# Written instruction
Continue the report on the 2012 World Climbing Championships in Paris from the point where it stops below.

# Selected text
World Climbing Championships 2012, all the results from Paris.
The 12th World Climbing Championship took place in Paris last week. Lead was won by the Austrians Jakob Schubert and - for a record breaking fourth time - Angela Eiter. Boulder was won by Mélanie Sandoz from France and - for the third time - Dmitry Sharafudtinov from Russia. Yuliya Levochkina from Russia won the Speed event and her counterpart Qixin Zhong from China was crowned World Champion for the fourth time in a row. The full report by Franz Schiassi.
The 2012 World Climbing Championships were held at the Palais Omnisports de Paris-Bercy and also hosted the Paraclimbing World Championships, just like the Arco did last year. Although only the finals of some events were open to the public from 6pm onwards, the press had the chance to watch the two semi-finals that took place on Saturday morning: lead for men and boulder for women.
LEAD MALE SEMI-FINAL
The men’s Lead Semi-final did not hold too many surprises in store in terms of who would compete as all the strongest climbers passed the qualification stage with ease, many of them topping both routes.
The Semi-final testpiece started in the centre of the continuously overhanging wall to then cut to the left, past a small arête and on through a roof. Former World Cup winner Jorg Verhoeven of the Netherlands was the first to climb far higher than the previous competitors. Current World Cup leader Sachi Amma from Japan also did well and reached the same point as Verhoeven, as did Frenchman Romain Desgranges.
Just like in the Arco Rock Master Semi-final, Adam Ondra found a no-hand rest and greeted the small audience from there before climbing on to a new highpoint. He committed a small mistake and fell off a handful of holds from the top and as we talked to him later, he said he was pumped but he could have probably finished the route had he not slipped off. Next time, Adam! Ramonet, the penultimate athlete in this Semi-final, displayed his incredible endurance once again as he climbed calmly but unstoppably to achieve the only top of the day. Last out Jakob Schubert got very close, but couldn't stick the second to last hold.

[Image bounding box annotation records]
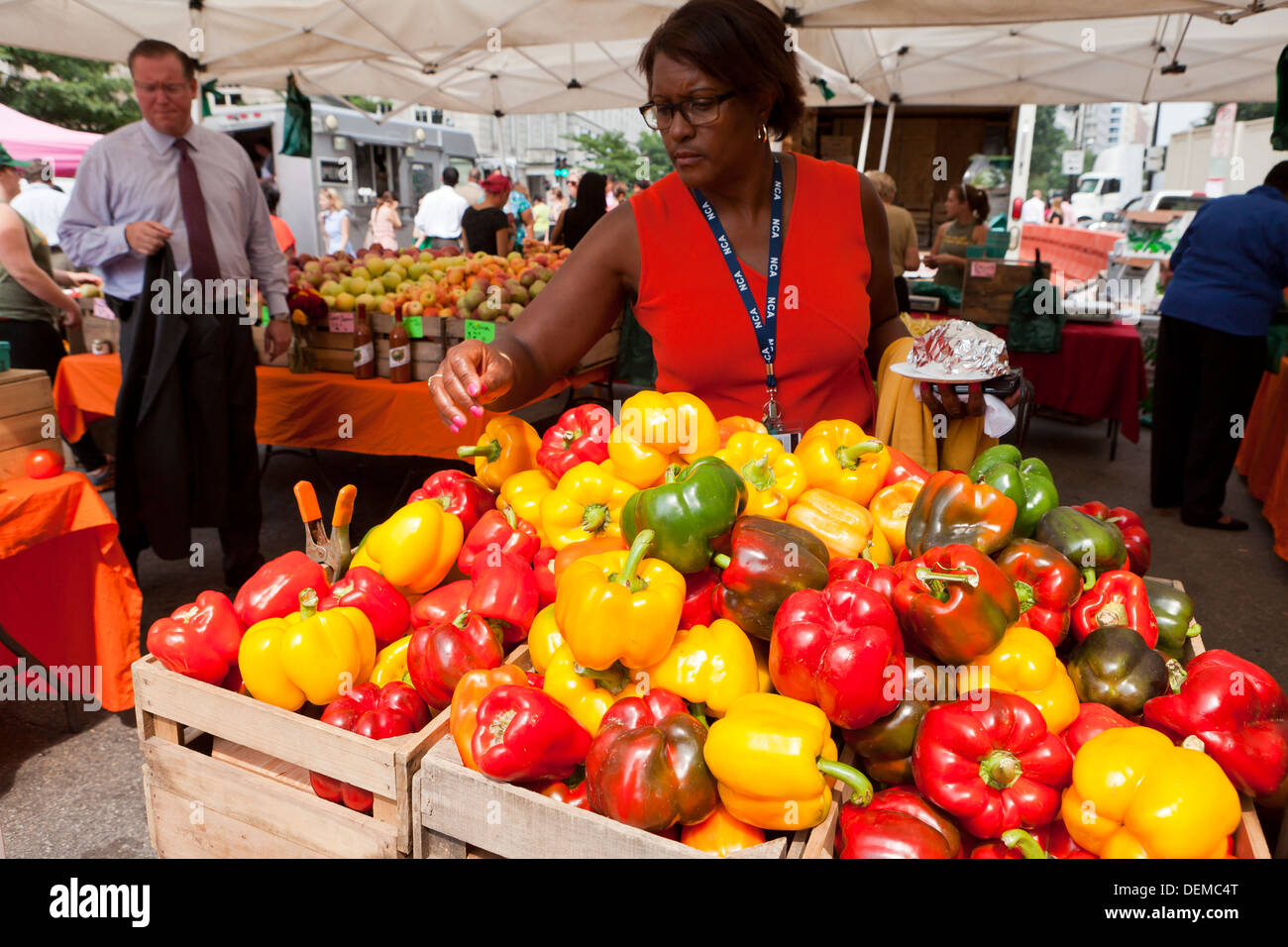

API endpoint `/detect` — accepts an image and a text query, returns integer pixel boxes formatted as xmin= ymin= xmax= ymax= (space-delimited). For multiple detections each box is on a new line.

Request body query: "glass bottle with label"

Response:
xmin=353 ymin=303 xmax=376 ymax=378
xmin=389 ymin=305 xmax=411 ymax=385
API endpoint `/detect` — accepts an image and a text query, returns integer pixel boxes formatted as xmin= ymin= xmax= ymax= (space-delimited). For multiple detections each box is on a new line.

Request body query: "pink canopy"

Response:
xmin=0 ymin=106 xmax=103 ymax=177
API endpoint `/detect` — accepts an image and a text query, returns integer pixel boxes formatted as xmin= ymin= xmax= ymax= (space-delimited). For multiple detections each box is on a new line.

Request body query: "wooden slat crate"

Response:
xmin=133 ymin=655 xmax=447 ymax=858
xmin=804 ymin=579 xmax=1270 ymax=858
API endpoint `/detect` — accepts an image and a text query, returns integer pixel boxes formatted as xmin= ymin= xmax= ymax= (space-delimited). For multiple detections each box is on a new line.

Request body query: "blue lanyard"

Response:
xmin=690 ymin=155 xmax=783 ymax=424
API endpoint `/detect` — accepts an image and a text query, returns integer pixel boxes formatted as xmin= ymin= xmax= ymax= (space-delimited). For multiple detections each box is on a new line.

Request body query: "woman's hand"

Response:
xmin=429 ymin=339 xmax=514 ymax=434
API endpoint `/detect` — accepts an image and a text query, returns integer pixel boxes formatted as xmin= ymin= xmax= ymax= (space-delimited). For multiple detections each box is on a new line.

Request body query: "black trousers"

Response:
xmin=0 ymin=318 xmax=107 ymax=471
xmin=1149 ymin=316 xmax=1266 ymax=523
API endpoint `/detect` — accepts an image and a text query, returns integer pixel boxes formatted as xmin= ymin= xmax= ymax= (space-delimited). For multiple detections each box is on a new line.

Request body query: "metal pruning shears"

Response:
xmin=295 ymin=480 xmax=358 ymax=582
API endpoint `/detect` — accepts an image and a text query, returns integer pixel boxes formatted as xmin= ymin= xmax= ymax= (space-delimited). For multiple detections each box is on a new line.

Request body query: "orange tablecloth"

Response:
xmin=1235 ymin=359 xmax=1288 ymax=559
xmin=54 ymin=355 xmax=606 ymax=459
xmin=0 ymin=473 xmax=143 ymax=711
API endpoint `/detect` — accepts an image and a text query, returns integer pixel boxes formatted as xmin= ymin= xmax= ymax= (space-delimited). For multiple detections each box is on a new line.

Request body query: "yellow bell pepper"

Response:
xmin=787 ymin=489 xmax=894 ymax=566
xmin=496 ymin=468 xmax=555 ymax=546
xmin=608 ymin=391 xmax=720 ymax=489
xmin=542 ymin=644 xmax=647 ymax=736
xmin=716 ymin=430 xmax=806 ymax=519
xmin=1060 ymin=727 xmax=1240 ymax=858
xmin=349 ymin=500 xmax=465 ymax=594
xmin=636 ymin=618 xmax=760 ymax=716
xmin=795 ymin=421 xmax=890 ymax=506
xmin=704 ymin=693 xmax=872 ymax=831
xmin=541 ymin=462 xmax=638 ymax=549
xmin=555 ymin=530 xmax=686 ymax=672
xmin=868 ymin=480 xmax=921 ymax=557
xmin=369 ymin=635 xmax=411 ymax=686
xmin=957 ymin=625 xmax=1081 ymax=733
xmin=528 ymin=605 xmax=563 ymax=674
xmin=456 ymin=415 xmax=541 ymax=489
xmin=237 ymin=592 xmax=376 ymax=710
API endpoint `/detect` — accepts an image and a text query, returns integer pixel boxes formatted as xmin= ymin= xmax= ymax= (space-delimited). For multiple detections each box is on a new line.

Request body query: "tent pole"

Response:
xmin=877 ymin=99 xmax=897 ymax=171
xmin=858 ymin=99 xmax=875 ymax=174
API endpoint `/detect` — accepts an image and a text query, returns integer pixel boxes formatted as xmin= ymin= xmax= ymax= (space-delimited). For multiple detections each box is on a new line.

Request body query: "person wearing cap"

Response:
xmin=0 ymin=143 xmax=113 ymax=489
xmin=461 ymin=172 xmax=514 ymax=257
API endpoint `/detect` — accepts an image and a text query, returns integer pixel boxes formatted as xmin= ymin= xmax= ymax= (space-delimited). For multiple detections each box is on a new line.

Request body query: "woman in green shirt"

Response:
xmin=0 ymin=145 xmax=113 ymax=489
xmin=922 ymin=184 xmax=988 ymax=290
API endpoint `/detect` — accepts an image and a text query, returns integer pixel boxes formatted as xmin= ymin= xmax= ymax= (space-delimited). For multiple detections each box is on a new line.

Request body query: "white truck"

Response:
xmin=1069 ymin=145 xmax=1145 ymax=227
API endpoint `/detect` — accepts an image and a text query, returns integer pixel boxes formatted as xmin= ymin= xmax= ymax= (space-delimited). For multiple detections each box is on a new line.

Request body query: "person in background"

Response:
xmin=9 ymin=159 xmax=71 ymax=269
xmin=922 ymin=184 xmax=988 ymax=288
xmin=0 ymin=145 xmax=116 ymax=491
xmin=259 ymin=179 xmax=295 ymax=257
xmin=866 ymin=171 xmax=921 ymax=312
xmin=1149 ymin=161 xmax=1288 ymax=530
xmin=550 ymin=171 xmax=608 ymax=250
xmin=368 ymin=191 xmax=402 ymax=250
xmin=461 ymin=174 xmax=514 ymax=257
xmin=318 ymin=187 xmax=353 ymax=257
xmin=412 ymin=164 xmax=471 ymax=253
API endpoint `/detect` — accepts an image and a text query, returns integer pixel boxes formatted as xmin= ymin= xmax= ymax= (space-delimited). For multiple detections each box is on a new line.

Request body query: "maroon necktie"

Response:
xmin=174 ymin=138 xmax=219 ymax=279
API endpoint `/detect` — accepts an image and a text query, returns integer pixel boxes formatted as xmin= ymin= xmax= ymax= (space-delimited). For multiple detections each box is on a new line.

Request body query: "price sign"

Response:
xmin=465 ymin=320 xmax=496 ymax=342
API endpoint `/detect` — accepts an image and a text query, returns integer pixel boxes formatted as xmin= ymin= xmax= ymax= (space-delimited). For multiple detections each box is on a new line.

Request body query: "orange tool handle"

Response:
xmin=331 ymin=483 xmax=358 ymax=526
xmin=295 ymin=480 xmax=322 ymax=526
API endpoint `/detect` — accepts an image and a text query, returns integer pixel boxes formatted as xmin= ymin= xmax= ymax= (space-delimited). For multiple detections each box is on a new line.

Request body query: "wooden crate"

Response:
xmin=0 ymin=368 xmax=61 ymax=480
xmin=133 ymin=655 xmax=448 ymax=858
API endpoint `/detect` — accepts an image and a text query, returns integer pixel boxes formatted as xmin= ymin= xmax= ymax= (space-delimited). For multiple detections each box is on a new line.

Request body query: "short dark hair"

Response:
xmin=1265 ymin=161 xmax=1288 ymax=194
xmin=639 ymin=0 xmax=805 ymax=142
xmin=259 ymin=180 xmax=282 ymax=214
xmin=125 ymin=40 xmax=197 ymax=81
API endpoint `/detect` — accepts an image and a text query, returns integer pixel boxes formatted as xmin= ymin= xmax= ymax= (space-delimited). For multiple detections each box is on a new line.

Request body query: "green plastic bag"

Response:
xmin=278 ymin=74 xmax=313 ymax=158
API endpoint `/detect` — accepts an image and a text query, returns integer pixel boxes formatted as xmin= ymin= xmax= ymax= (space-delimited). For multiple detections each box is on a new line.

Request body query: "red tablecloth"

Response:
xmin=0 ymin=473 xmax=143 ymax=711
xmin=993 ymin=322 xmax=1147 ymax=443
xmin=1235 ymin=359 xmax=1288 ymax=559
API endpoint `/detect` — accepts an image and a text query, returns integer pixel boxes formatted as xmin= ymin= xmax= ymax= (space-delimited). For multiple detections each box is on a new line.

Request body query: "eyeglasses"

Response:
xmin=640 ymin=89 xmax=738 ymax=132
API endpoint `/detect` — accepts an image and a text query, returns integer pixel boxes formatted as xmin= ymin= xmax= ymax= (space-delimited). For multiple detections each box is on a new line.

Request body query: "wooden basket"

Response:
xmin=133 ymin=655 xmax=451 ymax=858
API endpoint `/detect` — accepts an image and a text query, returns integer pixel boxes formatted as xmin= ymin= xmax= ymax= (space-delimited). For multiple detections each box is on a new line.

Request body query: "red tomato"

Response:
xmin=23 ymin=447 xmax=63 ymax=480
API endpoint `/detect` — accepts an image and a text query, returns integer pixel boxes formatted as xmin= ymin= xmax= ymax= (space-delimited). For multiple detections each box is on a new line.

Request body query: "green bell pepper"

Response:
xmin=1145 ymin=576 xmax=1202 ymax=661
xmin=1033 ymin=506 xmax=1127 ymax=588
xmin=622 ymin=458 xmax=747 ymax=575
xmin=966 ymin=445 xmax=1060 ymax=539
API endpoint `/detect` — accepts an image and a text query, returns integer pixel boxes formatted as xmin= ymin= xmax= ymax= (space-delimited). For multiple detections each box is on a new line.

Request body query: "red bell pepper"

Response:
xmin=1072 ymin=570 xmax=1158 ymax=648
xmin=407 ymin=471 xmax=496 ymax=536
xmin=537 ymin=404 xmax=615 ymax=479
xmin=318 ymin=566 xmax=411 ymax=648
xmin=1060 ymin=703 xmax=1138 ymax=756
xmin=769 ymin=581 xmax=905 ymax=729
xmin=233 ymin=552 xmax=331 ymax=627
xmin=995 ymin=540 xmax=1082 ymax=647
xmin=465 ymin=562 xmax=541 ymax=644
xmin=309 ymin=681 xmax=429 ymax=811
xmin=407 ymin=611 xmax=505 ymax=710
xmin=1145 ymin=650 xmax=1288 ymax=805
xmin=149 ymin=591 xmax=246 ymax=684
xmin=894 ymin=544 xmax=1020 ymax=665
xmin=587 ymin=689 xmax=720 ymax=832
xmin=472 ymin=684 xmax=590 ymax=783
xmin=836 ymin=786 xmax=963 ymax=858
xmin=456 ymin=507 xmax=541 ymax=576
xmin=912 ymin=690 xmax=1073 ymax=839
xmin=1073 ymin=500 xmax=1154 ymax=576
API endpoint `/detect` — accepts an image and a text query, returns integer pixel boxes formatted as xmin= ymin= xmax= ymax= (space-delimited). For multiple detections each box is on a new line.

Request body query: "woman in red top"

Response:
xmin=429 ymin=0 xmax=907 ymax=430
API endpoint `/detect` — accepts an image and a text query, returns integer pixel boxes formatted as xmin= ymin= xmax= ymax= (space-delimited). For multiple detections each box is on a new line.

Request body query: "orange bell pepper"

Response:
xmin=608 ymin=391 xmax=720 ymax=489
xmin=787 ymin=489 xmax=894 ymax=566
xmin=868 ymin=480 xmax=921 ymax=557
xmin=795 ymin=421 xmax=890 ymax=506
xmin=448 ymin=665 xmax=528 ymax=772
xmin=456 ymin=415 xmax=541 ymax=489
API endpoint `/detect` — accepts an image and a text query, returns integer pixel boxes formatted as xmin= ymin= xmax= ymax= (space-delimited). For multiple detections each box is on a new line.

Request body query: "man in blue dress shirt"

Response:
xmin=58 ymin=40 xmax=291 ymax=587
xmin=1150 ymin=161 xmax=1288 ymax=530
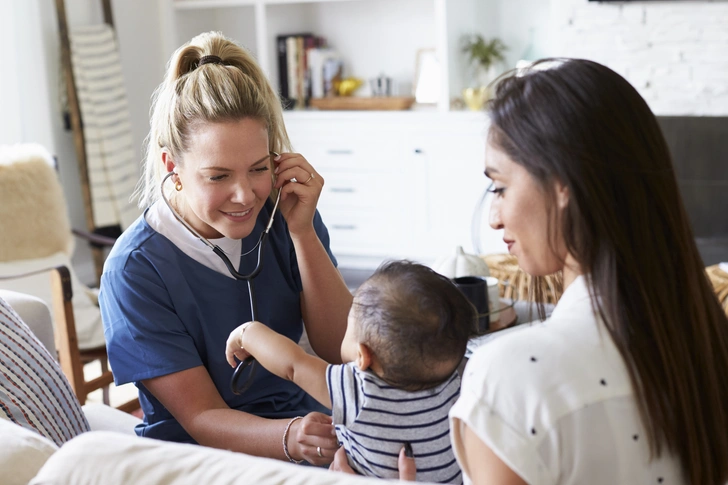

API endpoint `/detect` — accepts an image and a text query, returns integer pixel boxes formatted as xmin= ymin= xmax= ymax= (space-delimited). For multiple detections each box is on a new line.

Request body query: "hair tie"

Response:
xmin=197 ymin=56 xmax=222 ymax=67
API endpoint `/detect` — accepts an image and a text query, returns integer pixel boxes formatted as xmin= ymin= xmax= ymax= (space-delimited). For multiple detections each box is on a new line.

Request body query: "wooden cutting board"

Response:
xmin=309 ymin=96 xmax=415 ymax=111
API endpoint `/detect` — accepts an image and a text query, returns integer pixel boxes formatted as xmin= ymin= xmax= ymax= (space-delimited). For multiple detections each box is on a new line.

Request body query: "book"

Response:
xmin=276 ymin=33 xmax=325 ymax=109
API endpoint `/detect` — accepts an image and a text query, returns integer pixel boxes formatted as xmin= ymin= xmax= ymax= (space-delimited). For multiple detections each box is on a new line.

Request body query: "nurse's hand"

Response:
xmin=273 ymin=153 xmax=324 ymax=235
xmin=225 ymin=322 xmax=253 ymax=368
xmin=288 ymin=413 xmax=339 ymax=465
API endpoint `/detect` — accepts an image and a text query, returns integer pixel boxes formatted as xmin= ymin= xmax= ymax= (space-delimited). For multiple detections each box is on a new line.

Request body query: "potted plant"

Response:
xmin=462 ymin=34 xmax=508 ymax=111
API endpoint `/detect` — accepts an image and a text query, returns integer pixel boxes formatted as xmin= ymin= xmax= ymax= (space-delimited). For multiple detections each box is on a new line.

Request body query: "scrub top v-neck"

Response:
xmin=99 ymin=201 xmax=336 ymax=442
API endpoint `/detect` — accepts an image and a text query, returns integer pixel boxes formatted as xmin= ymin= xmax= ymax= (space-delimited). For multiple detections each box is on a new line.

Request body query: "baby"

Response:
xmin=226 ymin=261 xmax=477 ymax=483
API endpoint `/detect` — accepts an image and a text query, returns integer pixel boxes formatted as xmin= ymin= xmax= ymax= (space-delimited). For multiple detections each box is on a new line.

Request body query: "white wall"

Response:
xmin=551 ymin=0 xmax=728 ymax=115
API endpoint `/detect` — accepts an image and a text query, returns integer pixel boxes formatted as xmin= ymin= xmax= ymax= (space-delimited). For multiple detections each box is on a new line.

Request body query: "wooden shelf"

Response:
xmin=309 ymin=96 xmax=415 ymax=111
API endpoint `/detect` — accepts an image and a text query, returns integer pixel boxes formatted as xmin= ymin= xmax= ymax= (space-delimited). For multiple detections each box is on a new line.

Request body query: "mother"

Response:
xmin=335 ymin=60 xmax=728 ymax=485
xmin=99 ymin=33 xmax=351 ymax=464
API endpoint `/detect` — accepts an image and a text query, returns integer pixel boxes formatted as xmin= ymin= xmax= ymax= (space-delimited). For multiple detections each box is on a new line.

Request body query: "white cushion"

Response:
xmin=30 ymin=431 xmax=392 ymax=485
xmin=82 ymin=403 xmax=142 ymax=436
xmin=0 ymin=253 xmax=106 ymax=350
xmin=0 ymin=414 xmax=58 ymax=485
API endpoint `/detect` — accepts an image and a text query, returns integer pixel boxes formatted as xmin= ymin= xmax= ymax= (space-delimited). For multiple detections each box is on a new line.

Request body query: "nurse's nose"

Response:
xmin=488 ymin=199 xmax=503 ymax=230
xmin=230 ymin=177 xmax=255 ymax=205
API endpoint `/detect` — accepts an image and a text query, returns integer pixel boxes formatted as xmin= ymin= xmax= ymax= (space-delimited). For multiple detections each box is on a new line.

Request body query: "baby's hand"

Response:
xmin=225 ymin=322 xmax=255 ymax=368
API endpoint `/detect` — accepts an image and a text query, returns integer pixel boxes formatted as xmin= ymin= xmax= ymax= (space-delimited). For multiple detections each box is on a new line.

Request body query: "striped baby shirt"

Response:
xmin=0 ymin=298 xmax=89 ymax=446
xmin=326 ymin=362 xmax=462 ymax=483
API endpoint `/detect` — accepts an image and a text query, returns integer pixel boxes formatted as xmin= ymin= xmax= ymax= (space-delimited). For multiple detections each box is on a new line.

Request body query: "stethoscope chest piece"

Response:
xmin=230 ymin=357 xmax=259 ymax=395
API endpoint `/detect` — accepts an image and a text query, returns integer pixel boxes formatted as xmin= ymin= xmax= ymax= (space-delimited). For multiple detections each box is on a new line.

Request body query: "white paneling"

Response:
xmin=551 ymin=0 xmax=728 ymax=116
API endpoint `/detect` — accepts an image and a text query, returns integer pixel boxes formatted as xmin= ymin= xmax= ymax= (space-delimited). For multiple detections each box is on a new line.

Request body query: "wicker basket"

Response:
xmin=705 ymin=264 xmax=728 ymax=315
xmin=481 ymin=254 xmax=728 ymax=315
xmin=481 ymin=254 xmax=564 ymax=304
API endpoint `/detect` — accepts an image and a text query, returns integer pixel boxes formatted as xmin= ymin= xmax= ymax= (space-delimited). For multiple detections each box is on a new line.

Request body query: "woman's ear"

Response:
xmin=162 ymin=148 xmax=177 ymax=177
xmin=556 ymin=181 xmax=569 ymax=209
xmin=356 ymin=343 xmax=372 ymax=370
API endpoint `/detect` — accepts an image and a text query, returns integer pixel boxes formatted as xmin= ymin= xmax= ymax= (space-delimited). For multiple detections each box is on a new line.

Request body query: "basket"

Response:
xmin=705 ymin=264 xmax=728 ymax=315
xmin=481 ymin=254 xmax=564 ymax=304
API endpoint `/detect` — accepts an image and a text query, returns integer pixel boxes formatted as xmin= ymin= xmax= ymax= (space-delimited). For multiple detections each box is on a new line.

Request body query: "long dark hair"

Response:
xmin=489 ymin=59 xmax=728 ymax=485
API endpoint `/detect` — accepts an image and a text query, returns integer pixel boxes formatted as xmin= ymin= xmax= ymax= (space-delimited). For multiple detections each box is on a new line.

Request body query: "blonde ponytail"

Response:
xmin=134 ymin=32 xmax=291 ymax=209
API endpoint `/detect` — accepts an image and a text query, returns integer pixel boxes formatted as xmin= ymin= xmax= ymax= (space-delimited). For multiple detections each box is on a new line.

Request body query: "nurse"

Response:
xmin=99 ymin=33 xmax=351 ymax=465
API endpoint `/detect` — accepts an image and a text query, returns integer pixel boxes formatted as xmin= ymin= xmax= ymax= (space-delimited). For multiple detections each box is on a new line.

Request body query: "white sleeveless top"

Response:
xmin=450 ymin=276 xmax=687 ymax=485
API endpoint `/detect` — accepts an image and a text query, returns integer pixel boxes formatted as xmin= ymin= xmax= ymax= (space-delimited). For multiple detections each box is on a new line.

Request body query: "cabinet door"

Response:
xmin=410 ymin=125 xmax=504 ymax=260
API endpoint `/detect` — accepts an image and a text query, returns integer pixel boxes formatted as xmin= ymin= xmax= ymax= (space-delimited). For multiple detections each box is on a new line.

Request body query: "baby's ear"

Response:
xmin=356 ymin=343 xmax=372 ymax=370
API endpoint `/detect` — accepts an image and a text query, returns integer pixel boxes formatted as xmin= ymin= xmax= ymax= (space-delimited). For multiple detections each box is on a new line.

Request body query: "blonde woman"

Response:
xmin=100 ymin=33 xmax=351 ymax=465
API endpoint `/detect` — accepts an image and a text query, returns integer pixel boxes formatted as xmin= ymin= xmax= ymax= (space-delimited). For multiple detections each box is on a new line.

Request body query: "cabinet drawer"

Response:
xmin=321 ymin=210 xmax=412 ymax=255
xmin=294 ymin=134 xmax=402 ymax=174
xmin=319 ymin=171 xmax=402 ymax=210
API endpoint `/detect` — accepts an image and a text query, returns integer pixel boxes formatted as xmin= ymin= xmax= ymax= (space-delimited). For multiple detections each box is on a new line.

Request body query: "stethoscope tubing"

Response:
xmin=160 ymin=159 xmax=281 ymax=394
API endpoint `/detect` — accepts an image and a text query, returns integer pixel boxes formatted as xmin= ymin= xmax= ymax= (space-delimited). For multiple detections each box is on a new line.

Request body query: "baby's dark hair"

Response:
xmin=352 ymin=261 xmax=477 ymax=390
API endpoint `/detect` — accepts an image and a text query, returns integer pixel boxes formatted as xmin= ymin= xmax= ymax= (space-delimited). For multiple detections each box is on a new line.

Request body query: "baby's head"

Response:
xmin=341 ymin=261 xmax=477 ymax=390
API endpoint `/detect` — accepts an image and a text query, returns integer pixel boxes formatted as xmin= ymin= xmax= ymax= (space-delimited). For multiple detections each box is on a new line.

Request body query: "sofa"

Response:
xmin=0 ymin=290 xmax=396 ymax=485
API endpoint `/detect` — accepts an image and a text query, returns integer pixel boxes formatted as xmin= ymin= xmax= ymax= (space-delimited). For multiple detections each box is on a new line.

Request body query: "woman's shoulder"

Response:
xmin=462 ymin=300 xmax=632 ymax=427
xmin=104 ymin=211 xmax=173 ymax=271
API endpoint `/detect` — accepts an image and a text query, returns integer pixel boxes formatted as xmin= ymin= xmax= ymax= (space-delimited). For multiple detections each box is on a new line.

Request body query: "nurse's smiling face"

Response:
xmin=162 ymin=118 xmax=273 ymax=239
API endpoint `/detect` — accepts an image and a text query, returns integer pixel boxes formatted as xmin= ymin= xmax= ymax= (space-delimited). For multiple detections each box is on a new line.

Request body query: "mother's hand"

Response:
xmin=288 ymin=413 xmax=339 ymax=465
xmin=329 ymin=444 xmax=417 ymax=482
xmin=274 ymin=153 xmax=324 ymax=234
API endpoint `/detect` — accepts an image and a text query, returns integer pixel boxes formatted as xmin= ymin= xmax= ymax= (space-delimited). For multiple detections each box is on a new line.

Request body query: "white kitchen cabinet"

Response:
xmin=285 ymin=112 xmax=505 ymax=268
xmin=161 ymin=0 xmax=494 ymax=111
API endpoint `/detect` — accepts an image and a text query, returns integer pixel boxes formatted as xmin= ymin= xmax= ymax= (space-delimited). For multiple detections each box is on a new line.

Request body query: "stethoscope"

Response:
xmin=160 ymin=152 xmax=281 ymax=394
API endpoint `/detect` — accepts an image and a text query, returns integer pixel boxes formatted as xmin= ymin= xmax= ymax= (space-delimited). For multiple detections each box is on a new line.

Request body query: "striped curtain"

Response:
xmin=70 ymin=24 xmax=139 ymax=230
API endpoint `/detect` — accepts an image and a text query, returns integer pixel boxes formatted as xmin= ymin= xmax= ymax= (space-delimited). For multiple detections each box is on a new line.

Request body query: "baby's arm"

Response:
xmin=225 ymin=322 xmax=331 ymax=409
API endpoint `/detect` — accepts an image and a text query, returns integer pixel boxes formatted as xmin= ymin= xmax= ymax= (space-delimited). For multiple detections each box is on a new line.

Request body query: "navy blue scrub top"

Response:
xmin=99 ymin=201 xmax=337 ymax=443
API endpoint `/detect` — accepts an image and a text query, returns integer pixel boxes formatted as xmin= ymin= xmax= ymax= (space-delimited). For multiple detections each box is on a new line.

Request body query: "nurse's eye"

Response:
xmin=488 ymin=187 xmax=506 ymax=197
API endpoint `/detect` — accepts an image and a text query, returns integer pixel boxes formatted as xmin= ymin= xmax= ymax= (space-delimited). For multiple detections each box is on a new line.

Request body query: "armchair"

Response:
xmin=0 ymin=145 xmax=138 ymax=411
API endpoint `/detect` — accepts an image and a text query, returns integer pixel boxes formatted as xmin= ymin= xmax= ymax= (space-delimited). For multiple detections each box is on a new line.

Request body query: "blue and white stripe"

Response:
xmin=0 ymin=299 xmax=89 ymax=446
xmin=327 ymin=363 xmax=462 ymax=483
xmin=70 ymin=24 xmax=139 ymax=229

# Task result
Canada’s Sean McColl was probably the biggest surprise of this Semi as he confidently breezed past Ondra’s highpoint. We managed to have a chat and to congratulate him about his strong performance.
Interview Sean McColl
PM: Sean, well done for your third place in the semi-final, you climbed very fast and with little hesitation. How did the route feel? Did it fit your style?
McColl: Yeah, even though this is my fourth day on, I thought the style was great. It was quite a long route, which is not completely my style, but it was direct, it didn't venture too much around the wall. It did go from one side to the other, but sometimes they make things like loops and stuff but that wasn’t the case. So I thought the route was really good, I climbed really well, I felt good so... everything went really well today! : )
PM: I know you now live in France and you train here. Do you feel like this new location has given you a bit of an advantage, I mean, living more in Europe, being closer to stronger competition climbers?
McColl: When I moved to France, 1 or 2 years ago, I knew that just being closer to the competition circuit was going to be awesome and yes, it definitely helps. I train with my girlfriend for 15 hours a week, I need the gyms in Europe and being in this atmosphere all the time has really helped me raise my level of climbing to where I am today.
PM: How about your 2012 season overall?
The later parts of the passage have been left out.